What to do: Select and copy every line of the data below that contains the string "boot". Case counts.

Records provided:
>>>>>
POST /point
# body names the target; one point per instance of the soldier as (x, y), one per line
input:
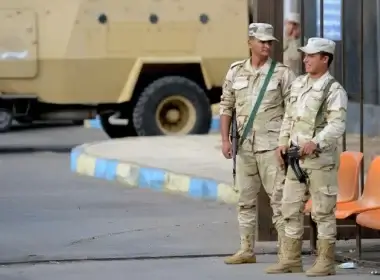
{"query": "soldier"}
(244, 87)
(315, 119)
(292, 42)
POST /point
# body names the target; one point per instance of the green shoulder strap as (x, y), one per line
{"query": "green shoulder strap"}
(260, 97)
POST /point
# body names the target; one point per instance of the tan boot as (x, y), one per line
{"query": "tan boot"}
(289, 260)
(280, 236)
(324, 265)
(245, 254)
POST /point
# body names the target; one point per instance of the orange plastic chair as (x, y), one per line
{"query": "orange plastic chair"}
(369, 219)
(370, 199)
(348, 178)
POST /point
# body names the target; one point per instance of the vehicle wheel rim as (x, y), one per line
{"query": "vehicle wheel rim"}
(4, 119)
(175, 115)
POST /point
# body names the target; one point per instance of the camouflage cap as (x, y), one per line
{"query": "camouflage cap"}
(317, 45)
(261, 31)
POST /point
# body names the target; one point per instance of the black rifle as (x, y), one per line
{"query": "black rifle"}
(292, 158)
(234, 141)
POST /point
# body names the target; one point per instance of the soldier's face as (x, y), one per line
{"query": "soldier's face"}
(315, 63)
(260, 48)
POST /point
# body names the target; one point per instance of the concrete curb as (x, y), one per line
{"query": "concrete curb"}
(145, 177)
(347, 257)
(95, 123)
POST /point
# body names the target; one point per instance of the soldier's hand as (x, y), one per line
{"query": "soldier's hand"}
(227, 149)
(280, 151)
(308, 149)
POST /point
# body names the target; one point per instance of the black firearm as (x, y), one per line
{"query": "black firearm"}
(292, 159)
(234, 141)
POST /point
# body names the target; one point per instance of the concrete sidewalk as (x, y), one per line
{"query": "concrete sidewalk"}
(187, 165)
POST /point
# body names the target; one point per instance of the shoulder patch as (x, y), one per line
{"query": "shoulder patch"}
(236, 63)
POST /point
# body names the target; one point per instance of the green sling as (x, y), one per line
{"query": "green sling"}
(260, 97)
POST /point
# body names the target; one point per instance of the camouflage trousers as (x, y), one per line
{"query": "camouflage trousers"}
(322, 189)
(252, 171)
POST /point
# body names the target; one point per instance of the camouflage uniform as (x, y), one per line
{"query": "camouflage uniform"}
(256, 161)
(316, 111)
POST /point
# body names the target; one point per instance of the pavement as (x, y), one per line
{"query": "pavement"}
(56, 224)
(195, 168)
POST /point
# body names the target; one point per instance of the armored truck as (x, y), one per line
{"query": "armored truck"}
(148, 67)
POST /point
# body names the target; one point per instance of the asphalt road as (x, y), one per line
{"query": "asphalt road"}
(58, 225)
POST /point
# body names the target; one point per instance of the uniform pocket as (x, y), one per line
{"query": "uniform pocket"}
(314, 100)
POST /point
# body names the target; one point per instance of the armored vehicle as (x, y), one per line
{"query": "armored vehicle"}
(148, 67)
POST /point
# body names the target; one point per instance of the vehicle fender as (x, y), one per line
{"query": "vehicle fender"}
(131, 81)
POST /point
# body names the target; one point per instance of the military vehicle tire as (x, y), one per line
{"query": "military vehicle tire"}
(172, 105)
(116, 131)
(6, 119)
(23, 120)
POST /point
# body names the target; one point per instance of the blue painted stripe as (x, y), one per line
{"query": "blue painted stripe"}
(203, 188)
(74, 155)
(151, 178)
(215, 124)
(105, 169)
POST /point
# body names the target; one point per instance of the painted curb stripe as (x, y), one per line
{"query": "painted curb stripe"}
(95, 123)
(150, 178)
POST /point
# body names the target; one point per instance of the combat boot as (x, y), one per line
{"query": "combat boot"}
(289, 259)
(324, 265)
(245, 254)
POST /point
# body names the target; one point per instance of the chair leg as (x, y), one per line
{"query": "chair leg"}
(358, 241)
(313, 236)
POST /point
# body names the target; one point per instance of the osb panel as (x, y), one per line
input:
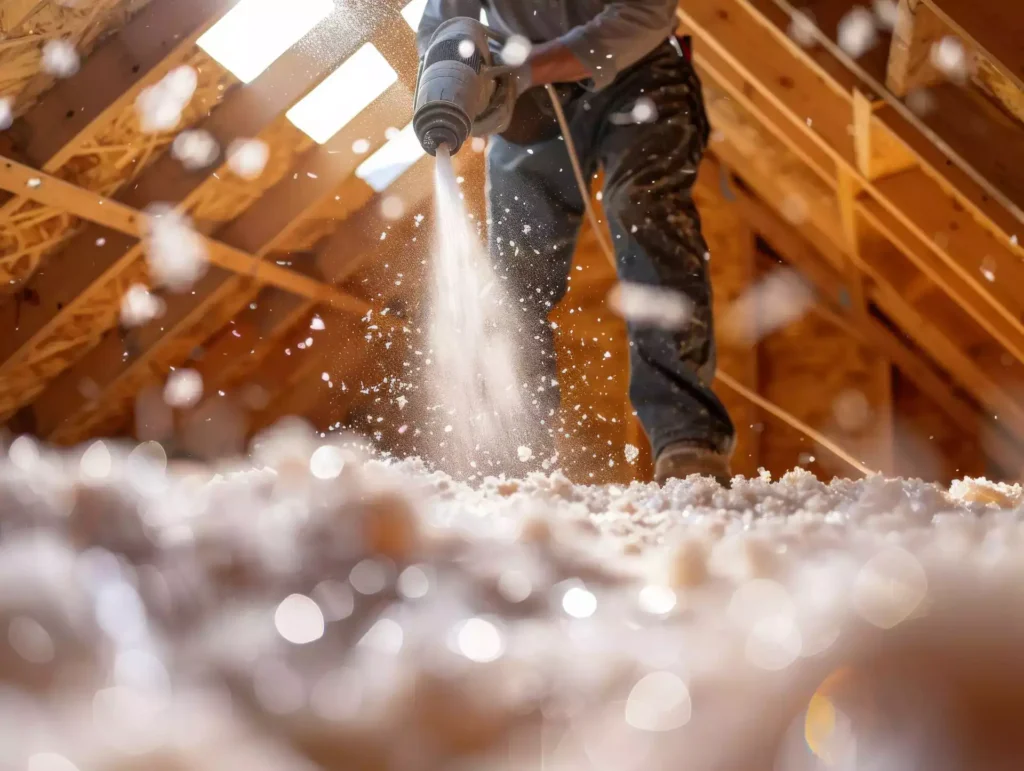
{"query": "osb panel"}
(153, 368)
(224, 196)
(110, 159)
(593, 372)
(821, 376)
(351, 196)
(927, 443)
(802, 198)
(992, 82)
(81, 24)
(93, 314)
(730, 243)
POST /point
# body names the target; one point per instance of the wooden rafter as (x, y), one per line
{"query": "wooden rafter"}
(266, 227)
(79, 293)
(116, 216)
(833, 290)
(157, 39)
(796, 99)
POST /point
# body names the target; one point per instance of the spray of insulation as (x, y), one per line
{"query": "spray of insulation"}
(475, 382)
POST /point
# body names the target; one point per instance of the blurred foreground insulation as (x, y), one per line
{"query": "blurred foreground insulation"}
(340, 611)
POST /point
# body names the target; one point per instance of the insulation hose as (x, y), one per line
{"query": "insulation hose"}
(724, 378)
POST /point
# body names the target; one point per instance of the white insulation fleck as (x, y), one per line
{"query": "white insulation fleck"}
(385, 616)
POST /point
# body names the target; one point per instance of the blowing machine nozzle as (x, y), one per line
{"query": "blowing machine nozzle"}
(453, 88)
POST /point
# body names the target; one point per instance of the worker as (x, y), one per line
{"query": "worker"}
(635, 106)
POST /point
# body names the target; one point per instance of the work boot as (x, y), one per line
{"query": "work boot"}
(681, 460)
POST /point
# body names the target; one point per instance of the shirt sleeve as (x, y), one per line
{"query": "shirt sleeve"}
(437, 11)
(620, 36)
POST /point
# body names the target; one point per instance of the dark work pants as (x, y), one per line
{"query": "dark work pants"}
(536, 210)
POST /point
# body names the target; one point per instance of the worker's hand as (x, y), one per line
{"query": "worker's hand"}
(510, 82)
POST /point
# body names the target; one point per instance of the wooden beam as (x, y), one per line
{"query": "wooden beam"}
(124, 219)
(918, 29)
(829, 73)
(994, 28)
(157, 39)
(879, 154)
(1003, 253)
(733, 272)
(793, 246)
(272, 317)
(80, 291)
(264, 228)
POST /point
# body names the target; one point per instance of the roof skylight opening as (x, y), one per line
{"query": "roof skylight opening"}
(391, 161)
(343, 94)
(253, 34)
(414, 12)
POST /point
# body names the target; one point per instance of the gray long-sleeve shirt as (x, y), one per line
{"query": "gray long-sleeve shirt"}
(607, 36)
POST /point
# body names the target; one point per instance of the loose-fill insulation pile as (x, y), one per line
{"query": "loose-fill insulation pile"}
(328, 609)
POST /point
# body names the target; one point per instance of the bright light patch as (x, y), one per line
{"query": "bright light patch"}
(343, 94)
(414, 12)
(255, 33)
(391, 161)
<<<<<
Correct output:
# body names the target; one point per instance of the tan boot as (x, y), one per line
{"query": "tan boot"}
# body names the target; one point per instance of the combat boot as (x, y), one per line
{"query": "combat boot"}
# body names the target; one point per instance of the work boot as (x, y), one per line
{"query": "work boot"}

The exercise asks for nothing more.